* **EXERCISE**:
Copy every line of the material below word for word, leaving out the pictures.

* begin DATA SHOWN *

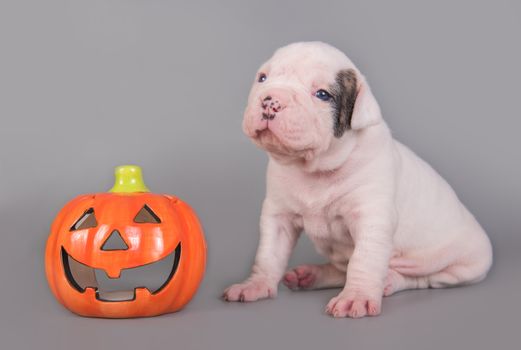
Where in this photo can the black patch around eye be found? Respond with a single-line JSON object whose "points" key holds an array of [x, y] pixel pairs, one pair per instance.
{"points": [[87, 220], [344, 92], [147, 215]]}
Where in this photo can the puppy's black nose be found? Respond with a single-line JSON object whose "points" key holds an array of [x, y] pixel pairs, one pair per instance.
{"points": [[270, 107]]}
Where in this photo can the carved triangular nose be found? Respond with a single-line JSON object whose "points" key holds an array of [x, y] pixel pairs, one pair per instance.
{"points": [[114, 242]]}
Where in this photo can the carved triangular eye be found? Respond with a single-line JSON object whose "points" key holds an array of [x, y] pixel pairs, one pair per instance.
{"points": [[146, 215], [87, 220]]}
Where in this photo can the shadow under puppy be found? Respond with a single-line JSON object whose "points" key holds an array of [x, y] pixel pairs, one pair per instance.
{"points": [[383, 217]]}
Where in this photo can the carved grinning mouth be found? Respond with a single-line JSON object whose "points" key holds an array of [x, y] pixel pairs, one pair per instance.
{"points": [[153, 277]]}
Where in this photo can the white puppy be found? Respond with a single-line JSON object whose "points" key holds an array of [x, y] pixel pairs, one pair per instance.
{"points": [[382, 216]]}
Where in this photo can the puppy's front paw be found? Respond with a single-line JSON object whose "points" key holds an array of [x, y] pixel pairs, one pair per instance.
{"points": [[250, 290], [354, 305]]}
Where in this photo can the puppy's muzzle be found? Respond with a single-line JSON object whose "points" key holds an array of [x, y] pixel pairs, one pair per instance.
{"points": [[270, 107]]}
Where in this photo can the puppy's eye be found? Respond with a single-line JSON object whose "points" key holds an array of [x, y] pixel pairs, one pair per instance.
{"points": [[323, 95], [262, 78]]}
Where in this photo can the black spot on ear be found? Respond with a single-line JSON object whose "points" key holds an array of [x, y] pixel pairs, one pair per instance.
{"points": [[344, 95]]}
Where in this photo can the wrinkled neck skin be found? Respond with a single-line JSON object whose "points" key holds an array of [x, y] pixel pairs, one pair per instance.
{"points": [[355, 146]]}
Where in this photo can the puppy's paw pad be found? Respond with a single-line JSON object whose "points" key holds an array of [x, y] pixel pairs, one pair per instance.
{"points": [[301, 277], [249, 291], [354, 306]]}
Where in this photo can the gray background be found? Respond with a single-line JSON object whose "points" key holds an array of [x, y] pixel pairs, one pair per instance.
{"points": [[88, 85]]}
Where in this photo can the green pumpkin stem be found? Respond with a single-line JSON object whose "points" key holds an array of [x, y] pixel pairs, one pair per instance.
{"points": [[129, 179]]}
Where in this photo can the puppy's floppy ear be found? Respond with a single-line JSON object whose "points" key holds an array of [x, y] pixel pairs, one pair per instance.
{"points": [[366, 111], [355, 106]]}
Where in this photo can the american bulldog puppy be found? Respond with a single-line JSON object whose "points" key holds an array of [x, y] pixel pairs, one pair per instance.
{"points": [[382, 216]]}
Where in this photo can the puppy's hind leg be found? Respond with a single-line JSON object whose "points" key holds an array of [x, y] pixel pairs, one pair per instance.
{"points": [[314, 277], [452, 276]]}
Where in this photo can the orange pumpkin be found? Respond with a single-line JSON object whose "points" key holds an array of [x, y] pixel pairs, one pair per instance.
{"points": [[126, 229]]}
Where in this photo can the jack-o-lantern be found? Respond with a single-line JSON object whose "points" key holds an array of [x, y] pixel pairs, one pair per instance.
{"points": [[124, 231]]}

* end DATA SHOWN *

* **EXERCISE RESPONSE**:
Where in this photo can the black patch around eye be found? Respond with a single-line JSON object whose "points" key holds an array of [x, y] pixel pairs, one pair per instance.
{"points": [[87, 220], [344, 92], [147, 215]]}
Where in this photo can the puppy's black nose be found? Respond with a single-line JSON object whose "points" key holds an array of [x, y] pixel pairs, one pair per instance.
{"points": [[270, 107]]}
Where in this photo can the carved triangular nose be found? Respond with a single-line JSON object whose "points" key holds an array of [x, y] pixel pairs, one pair per instance.
{"points": [[114, 242]]}
Where in this photo can the carved triangular eye be found? Respond with a single-line JSON object whose "points" key holds an array of [x, y] pixel pairs, one pair per instance.
{"points": [[146, 215], [87, 220]]}
Where in this photo can the shadow under puppy be found? Respond with a single-line JSON object whose "points" key holds an array of [x, y] pixel pairs, one pair per instance.
{"points": [[383, 217]]}
Where in this photo can the carved grinning mouth be found? Respond with a single-line JSON object whose "points" key holds an array of [x, y] pixel pairs, one pair per instance.
{"points": [[153, 277]]}
Where in this photo can the white puppy be found? Respond with a single-line JSON object whose "points" key holds an array of [x, y] pixel pairs, one pair per instance.
{"points": [[382, 216]]}
Where in this photo can the puppy's front paw be found? Respond with a single-line JSON object whose "points" key holds an array of [x, y] pixel pairs, one pair per instance.
{"points": [[250, 290], [354, 305]]}
Where in this photo can the puppy's muzzle be found? Respond with a single-line JSON object whose "points" key holds an array of [x, y] pixel pairs, one pair per instance.
{"points": [[270, 107]]}
Where in this photo can the puppy's eye be found? Respond with a single-line JSON object whose "points" key holds an array of [x, y] pixel pairs, one pair per instance.
{"points": [[323, 95], [262, 78]]}
Where in this photo can the black spot on ear be found? Respond with a single-line JSON object whose "points" key holds an array of [x, y] pixel pairs, one pair per instance.
{"points": [[344, 95]]}
Where in this photo can the wrinkled neck skin be found? Respond with a single-line JSON object whose "points" key holds an array of [x, y] pixel pairs, one pair per instance.
{"points": [[355, 146]]}
Where in this photo can the puppy's paw pad be found? Respond with a single-line JSON object whose "points" key holds an array of [x, y] pixel pairs, one pair per instance.
{"points": [[301, 277], [249, 291], [354, 306]]}
Where in this photo can the gray background be found? Respond with a single-line JSON object whose "points" key holds an array of [x, y] pixel pairs, one pair per instance.
{"points": [[88, 85]]}
Where in this photo can the green pumpkin stem be found? Respond with a single-line JSON object whose "points" key holds an array of [x, y] pixel pairs, one pair per instance.
{"points": [[129, 179]]}
Where in this photo can the puppy's floppy ear be found? Respond with a single-line JSON object whose "points" key holds an array of [x, y] pixel pairs, one pair per instance.
{"points": [[366, 111], [355, 106]]}
Where in this photo can the american bulldog puppy be found? Respond with a single-line JSON object whose "points" key holds an array of [x, y] pixel pairs, one pair per instance.
{"points": [[382, 216]]}
Where in this photo can the puppy's hind leg be found? Respond with a single-line JSON object whose "points" key holds an array of [x, y] pixel pairs, one pair per instance.
{"points": [[314, 277], [452, 276]]}
Where in this photo can the orange pumpkin be found? Respond with a single-line JSON object whose "points" key holds an array of [x, y] pixel pairs, one pair per instance.
{"points": [[126, 229]]}
Where in this photo can the jack-o-lantern be found? Respond with a single-line JSON object whose "points" key holds an array of [x, y] pixel pairs, one pair per instance.
{"points": [[124, 231]]}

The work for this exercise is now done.